SELECTED PASSAGE>
━━━━━━━━

String together songs such as “Cortez the Killer,” “Pocahontas,” “Like an Inca,” “Powderfinger,” “Goin’ Home” and others from throughout Neil Young’s career, and you get a Howard Zinn-like alternative history of New World conquest, an accounting of what has been lost by indigenous people and the environment to violence and greed.

With “Americana,” Young funnels that worldview through a series of folk standards, some so ancient and familiar that they are now thought of as quaint, children’s songs, ingrained in the heads of the nation’s kindergartners. But these songs tell a deeper story about how America was built, and the album lays it out without sugarcoating.

In folk tradition, Young gives the songs new life by reconfiguring (and electrifying) them with his longtime band Crazy Horse, their first collaboration since 2003. For this quartet with decades of shared history, the process of recording is a kind of folk music; they set up and play in real time, letting the music ebb and surge in the moment with little regard to technical precision or steady tempos. Snippets of conversation between songs enhance the feeling of a studio session with all the formality of a campfire sing-along. An unusually intense sing-along with electric guitars, that is.

These performances don’t want to further embalm the folk classics; they aim to amplify the blood and violence beneath the preschool-approved melodies. Young’s guitar punches out Morse code notes, shadowboxing with Frank “Pancho” Sampedro’s rhythm guitar and Billy Talbot’s bass. Ralph Molina’s drumming moves like a locomotive: deliberate, massive, punctuated by cymbal splashes that suggest a train-whistle blast.

━━━━━━━━

[Stored data]
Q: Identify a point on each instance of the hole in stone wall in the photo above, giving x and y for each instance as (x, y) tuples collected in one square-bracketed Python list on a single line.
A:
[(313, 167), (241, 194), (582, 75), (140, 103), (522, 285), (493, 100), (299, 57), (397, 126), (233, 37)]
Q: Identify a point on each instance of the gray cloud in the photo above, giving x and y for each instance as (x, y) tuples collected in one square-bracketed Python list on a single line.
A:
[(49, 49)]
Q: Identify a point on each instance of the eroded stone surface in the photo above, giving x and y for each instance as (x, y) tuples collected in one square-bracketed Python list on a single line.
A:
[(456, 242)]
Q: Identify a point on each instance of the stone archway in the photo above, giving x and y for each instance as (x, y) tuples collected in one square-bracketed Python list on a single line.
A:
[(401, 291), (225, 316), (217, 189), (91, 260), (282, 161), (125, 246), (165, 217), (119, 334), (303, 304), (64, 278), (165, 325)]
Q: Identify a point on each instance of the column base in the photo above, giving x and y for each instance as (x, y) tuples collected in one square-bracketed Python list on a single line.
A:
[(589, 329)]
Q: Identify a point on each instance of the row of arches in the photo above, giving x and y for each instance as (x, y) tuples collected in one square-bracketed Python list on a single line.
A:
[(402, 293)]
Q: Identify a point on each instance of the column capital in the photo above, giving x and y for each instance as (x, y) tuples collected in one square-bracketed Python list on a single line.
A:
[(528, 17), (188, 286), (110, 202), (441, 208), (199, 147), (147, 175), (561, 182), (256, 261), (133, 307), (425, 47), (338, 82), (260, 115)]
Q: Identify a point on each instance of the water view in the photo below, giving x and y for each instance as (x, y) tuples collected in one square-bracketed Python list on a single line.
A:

━━━━━━━━

CHALLENGES>
[A] Pick out each line of the records that contains the string "surface", and copy those lines.
[B] Extend the review of Neil Young's album "Americana" with a few more sentences that follow its last one.

RESULTS FOR THE EXERCISE>
[A]
Q: Identify a point on each instance of the eroded stone surface in the photo above, giving x and y for each instance as (x, y) tuples collected in one square-bracketed Python list on a single line.

[B]
Together, they strip the songs of easy familiarity and create a narrative of how America was shaped and at what cost. The tragedy of “Clementine” is laid bare with ghostly harmonies, thundering tom-tom drums and craggy guitars. “Tom Dula” loses the buoyancy of the Kingston Trio hit version from the ’50s (when it was known as “Tom Dooley”). The backing chorus sounds like the restless hectoring of a crowd gathered in the town square for a hanging. They circle like vultures as Young burrows into the song’s brooding, murder-ballad origins.

“Gallows Pole” shifts the perspective to the condemned, who pleads for a little more time so that his lover might arrive to bribe the executioner for his freedom. In this cut-throat world, darkly comedic relief is provided by “Get a Job,” in which Crazy Horse injects the silky elegance of doo-wop with a shot of recession blues. The deceptively jaunty, country-flavored “Travelin’ On” traces the path of a drifter on the lam.

“Americana” reveals the hard truth inside songs that have been taken for granted. Not anymore.